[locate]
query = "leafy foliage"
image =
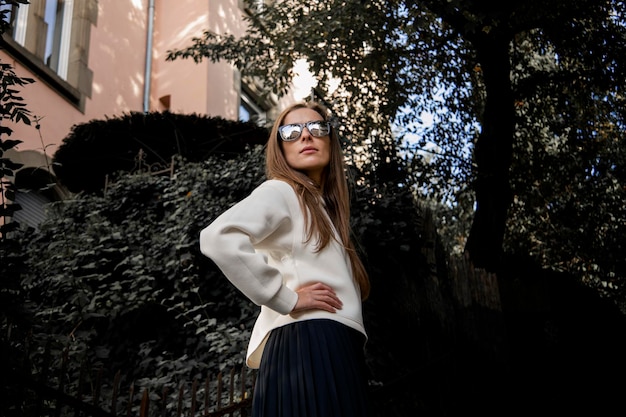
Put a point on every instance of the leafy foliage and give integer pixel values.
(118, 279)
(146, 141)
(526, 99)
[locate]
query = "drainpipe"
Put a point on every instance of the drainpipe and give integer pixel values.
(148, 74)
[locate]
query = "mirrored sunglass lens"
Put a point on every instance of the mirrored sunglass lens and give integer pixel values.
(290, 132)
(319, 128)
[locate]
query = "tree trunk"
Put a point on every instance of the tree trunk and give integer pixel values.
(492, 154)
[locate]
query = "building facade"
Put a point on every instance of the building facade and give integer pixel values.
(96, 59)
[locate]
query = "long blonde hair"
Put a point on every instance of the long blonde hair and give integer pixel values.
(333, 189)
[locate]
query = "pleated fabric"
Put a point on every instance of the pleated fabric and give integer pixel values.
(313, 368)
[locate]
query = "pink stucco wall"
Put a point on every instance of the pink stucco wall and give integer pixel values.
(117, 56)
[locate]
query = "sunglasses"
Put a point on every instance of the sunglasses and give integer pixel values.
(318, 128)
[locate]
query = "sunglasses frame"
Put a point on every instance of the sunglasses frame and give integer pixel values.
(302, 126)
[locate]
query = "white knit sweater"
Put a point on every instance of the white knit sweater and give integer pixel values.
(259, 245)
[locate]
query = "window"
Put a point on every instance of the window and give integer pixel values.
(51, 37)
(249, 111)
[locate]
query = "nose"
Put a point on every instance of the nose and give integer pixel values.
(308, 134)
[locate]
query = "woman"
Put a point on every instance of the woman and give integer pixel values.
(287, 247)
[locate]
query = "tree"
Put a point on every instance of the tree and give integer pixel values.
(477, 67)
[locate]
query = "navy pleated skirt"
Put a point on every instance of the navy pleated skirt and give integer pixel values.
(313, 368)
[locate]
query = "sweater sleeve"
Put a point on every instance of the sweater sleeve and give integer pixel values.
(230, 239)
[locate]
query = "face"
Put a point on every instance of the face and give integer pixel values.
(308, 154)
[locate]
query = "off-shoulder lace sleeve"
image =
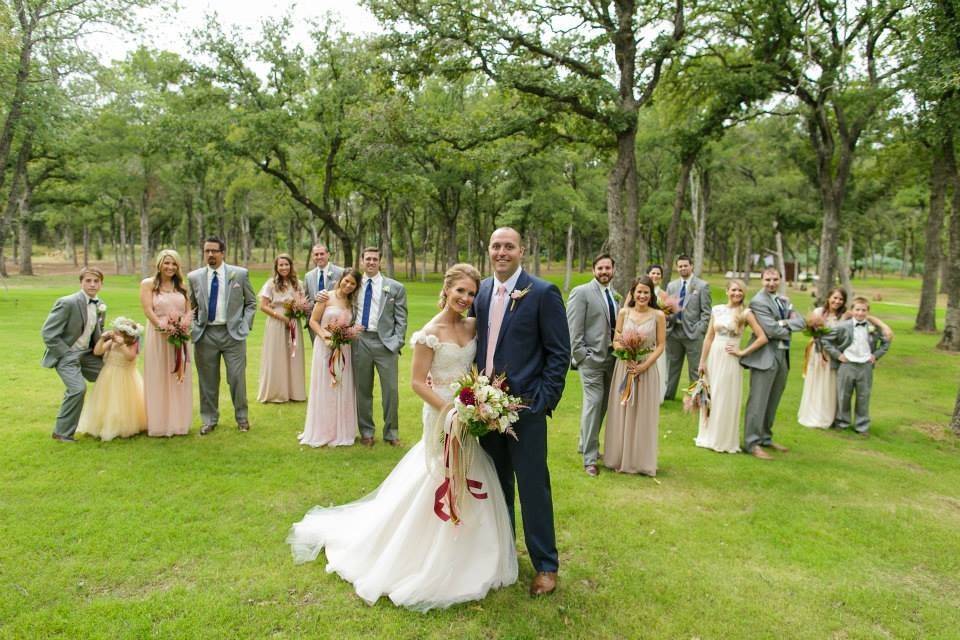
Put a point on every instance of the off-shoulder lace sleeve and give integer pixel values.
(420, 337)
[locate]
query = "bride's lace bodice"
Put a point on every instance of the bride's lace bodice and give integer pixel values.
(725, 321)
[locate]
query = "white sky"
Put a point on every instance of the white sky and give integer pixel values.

· · · · ·

# YOUR INSTRUCTIONS:
Pick out and copy every line of the material that contains the string "wall". Match upper and lower case.

# EXERCISE OUTPUT:
query = "pink stucco wall"
Put a point on every instance of the pink stucco wall and give integer pixel values.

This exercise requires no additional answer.